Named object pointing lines

------------------------------------------------------------

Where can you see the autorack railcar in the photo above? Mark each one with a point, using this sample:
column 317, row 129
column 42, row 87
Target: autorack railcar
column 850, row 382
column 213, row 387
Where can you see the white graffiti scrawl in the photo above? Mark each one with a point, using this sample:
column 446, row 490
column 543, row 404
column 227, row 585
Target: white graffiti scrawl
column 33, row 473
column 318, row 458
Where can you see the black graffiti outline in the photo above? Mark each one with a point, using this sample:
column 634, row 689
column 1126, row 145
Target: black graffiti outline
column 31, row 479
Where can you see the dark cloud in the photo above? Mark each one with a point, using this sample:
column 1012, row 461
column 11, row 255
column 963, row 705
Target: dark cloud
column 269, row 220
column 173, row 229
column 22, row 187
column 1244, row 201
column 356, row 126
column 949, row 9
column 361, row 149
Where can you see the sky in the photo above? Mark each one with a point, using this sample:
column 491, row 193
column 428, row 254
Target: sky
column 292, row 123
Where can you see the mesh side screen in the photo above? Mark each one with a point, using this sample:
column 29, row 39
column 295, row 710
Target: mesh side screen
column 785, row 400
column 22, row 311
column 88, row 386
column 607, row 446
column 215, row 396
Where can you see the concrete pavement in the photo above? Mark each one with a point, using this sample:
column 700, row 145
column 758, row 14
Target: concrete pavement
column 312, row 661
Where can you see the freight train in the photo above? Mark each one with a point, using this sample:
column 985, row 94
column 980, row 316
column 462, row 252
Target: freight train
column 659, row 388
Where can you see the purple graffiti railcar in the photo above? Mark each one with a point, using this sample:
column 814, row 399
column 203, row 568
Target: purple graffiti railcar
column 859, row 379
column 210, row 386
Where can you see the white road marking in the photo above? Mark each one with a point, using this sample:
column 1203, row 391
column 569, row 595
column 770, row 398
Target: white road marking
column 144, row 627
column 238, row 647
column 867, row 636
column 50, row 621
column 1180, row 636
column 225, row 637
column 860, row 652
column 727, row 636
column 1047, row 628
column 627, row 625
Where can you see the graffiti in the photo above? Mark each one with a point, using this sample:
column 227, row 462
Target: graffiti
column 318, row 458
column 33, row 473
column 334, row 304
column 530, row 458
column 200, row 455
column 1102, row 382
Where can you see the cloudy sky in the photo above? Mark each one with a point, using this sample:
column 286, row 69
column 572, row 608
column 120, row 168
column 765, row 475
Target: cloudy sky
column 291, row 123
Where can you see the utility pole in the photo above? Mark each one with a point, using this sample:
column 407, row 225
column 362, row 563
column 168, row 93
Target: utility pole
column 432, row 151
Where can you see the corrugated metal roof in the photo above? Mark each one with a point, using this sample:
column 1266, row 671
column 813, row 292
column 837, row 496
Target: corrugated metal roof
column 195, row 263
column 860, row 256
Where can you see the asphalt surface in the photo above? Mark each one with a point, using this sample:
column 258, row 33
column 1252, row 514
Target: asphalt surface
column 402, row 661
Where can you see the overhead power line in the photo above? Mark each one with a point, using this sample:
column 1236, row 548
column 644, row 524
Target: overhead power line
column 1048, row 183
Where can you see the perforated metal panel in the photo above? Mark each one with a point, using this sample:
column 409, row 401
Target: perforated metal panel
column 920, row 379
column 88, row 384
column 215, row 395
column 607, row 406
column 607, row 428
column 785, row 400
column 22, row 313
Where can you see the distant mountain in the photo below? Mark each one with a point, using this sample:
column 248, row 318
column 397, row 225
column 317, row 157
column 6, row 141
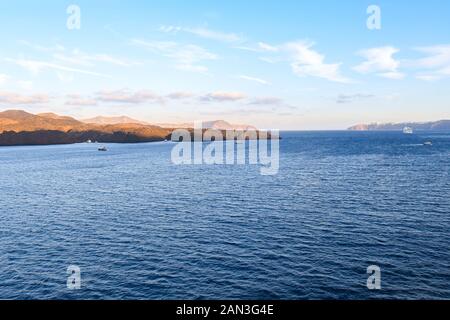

------------------------------------------------------------

[Written instruction] Reproduce the lines above, from the very first one through the line holding "column 213, row 387", with both included.

[The response]
Where can you see the autorack railcar in the photo above? Mark each one with a point, using this sample:
column 317, row 129
column 42, row 87
Target: autorack railcar
column 850, row 382
column 213, row 387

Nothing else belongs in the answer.